WORK TO BE COMPLETED -> Your result will be the set of lines with "forested", copied from the material below.

DATASET EXTRACT ->
*** Block opens ***

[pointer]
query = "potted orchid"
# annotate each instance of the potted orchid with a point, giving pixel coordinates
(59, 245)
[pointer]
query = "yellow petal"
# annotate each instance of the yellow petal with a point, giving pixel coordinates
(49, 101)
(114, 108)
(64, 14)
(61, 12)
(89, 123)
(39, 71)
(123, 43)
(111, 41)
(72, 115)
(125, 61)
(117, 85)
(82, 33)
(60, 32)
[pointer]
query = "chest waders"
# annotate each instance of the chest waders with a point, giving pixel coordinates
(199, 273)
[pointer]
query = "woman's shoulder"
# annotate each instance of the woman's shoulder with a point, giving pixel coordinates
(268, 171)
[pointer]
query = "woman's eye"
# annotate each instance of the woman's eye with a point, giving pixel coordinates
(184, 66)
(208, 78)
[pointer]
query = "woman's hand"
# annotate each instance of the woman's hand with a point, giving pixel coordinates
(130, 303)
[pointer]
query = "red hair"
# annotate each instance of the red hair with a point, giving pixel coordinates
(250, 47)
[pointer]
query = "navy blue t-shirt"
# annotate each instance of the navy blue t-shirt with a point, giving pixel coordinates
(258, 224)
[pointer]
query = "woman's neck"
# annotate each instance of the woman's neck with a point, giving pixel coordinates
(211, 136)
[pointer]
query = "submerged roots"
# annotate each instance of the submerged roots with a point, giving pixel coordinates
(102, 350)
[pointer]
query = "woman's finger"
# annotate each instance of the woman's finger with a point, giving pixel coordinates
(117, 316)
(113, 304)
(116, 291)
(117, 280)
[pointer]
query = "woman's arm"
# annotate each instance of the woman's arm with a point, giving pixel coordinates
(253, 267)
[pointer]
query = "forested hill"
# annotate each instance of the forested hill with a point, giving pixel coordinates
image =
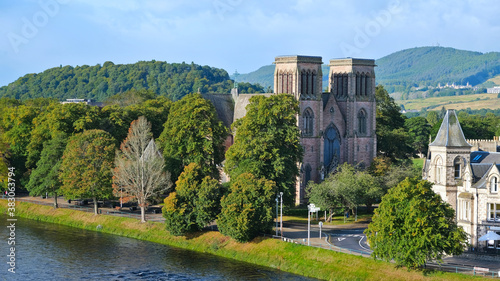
(428, 66)
(173, 80)
(423, 66)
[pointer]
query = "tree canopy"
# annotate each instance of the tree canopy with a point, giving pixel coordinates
(45, 177)
(267, 143)
(193, 134)
(247, 209)
(414, 225)
(194, 203)
(86, 169)
(139, 166)
(392, 139)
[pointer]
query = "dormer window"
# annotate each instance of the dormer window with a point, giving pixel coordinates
(494, 185)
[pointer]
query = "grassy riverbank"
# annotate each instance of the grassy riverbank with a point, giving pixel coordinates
(307, 261)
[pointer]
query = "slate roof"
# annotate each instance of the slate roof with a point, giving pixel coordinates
(484, 157)
(224, 106)
(241, 103)
(450, 133)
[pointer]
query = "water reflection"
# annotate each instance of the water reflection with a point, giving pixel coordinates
(47, 251)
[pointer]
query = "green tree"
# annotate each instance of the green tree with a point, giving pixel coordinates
(267, 143)
(347, 188)
(194, 203)
(419, 131)
(413, 225)
(139, 166)
(432, 117)
(4, 154)
(45, 177)
(193, 134)
(86, 169)
(247, 209)
(392, 139)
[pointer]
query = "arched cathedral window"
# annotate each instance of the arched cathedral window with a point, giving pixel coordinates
(362, 122)
(308, 120)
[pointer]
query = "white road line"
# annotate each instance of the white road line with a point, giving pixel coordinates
(362, 245)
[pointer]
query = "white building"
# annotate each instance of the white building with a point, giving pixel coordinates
(468, 180)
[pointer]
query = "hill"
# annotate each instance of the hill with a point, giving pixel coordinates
(173, 80)
(429, 66)
(416, 67)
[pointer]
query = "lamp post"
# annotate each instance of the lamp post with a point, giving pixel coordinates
(277, 215)
(281, 219)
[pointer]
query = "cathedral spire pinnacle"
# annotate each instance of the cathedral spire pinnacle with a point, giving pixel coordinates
(450, 133)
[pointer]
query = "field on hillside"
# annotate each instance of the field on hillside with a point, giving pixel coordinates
(478, 101)
(495, 80)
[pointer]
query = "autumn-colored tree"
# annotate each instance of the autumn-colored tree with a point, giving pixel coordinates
(45, 177)
(413, 225)
(4, 154)
(87, 166)
(139, 166)
(247, 211)
(195, 202)
(193, 134)
(267, 143)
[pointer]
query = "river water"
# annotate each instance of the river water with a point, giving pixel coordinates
(46, 251)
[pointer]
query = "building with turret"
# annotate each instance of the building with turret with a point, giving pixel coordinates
(467, 179)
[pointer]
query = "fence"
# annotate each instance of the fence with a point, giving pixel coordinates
(476, 271)
(91, 210)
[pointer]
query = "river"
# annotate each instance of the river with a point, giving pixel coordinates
(45, 251)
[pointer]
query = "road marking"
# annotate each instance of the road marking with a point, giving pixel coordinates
(362, 245)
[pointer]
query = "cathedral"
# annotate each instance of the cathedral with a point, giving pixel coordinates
(337, 125)
(466, 174)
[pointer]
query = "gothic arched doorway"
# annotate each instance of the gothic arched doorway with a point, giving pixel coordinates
(332, 148)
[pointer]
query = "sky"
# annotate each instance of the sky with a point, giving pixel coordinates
(240, 35)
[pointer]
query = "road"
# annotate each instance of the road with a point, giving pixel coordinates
(352, 239)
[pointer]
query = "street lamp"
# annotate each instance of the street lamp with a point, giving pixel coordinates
(281, 219)
(277, 196)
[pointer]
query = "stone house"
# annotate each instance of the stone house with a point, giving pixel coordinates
(467, 179)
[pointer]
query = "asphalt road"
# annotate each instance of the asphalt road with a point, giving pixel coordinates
(352, 239)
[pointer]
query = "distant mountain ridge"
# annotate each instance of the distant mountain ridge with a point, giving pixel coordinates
(415, 67)
(173, 80)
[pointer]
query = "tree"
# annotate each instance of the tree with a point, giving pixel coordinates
(193, 134)
(413, 225)
(4, 154)
(419, 131)
(347, 188)
(195, 202)
(267, 143)
(392, 139)
(247, 209)
(139, 166)
(86, 169)
(45, 177)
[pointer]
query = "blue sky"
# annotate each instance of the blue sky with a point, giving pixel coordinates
(232, 34)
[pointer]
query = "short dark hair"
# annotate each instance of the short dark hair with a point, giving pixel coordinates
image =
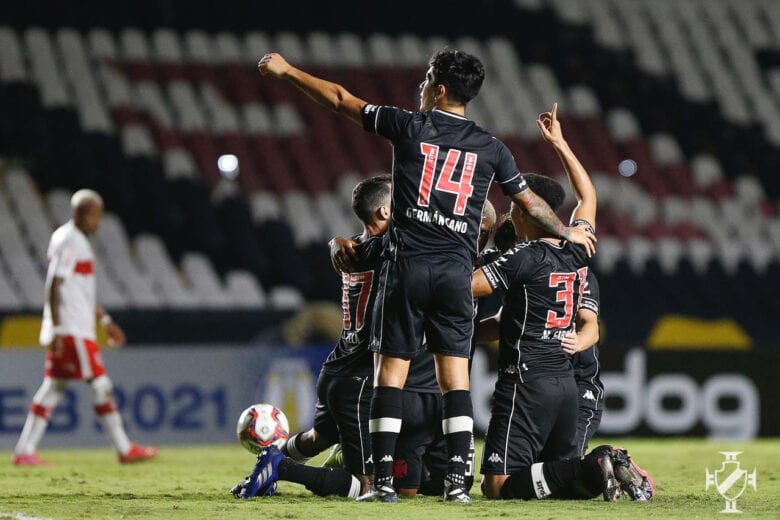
(547, 188)
(461, 73)
(369, 195)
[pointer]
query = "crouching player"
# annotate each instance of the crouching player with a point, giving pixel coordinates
(530, 449)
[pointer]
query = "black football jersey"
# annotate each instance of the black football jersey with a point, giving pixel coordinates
(543, 284)
(443, 165)
(358, 292)
(351, 356)
(586, 363)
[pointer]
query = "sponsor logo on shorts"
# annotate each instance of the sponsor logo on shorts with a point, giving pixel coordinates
(540, 491)
(495, 458)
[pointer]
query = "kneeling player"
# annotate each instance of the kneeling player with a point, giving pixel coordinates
(345, 382)
(534, 410)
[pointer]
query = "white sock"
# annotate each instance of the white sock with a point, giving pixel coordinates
(44, 402)
(112, 424)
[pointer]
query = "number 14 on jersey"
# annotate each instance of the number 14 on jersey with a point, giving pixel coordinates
(462, 189)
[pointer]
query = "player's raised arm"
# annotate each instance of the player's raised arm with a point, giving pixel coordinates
(578, 177)
(328, 94)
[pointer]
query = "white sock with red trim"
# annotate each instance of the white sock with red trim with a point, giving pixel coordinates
(44, 402)
(112, 424)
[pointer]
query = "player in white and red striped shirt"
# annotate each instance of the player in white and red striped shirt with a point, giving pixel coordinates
(68, 331)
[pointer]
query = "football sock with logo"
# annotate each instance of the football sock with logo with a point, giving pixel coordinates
(544, 479)
(297, 450)
(457, 425)
(320, 481)
(385, 423)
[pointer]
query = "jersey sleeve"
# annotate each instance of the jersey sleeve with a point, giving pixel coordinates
(63, 260)
(507, 174)
(513, 265)
(389, 122)
(370, 250)
(590, 295)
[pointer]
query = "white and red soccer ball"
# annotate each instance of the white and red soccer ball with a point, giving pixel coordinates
(260, 426)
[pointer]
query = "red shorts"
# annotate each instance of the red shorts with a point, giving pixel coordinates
(80, 359)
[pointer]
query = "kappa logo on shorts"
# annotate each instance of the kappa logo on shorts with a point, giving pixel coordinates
(495, 458)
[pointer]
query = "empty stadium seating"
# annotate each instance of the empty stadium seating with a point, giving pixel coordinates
(143, 115)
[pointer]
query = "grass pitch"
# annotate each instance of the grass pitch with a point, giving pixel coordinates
(193, 482)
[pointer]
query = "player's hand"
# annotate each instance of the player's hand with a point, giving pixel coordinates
(569, 342)
(274, 65)
(57, 346)
(579, 235)
(342, 254)
(550, 126)
(116, 336)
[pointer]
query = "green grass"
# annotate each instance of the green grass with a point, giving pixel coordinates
(192, 482)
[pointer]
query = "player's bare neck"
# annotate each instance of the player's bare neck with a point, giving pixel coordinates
(551, 240)
(444, 106)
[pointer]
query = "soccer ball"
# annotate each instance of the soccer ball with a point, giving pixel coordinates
(260, 426)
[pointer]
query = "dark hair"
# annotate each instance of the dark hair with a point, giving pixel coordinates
(547, 188)
(369, 195)
(461, 73)
(505, 236)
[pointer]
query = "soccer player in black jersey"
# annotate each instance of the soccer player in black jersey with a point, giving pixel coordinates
(529, 448)
(443, 165)
(345, 381)
(420, 460)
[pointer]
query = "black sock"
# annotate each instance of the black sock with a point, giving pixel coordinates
(320, 481)
(385, 423)
(457, 424)
(542, 480)
(297, 450)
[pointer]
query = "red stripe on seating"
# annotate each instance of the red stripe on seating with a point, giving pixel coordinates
(40, 411)
(105, 408)
(85, 267)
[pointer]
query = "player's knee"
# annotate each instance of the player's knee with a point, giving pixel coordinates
(49, 393)
(314, 441)
(102, 389)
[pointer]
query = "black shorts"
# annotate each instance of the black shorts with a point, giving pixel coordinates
(342, 414)
(420, 451)
(530, 422)
(423, 296)
(588, 417)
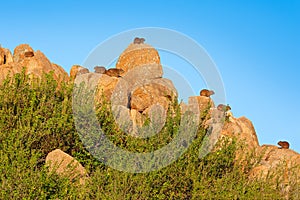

*** Block closes ***

RESULT FOR THIS TASK ->
query = "forested hill"
# annotate each instance of the forested hill with a point, giving pixel coordinates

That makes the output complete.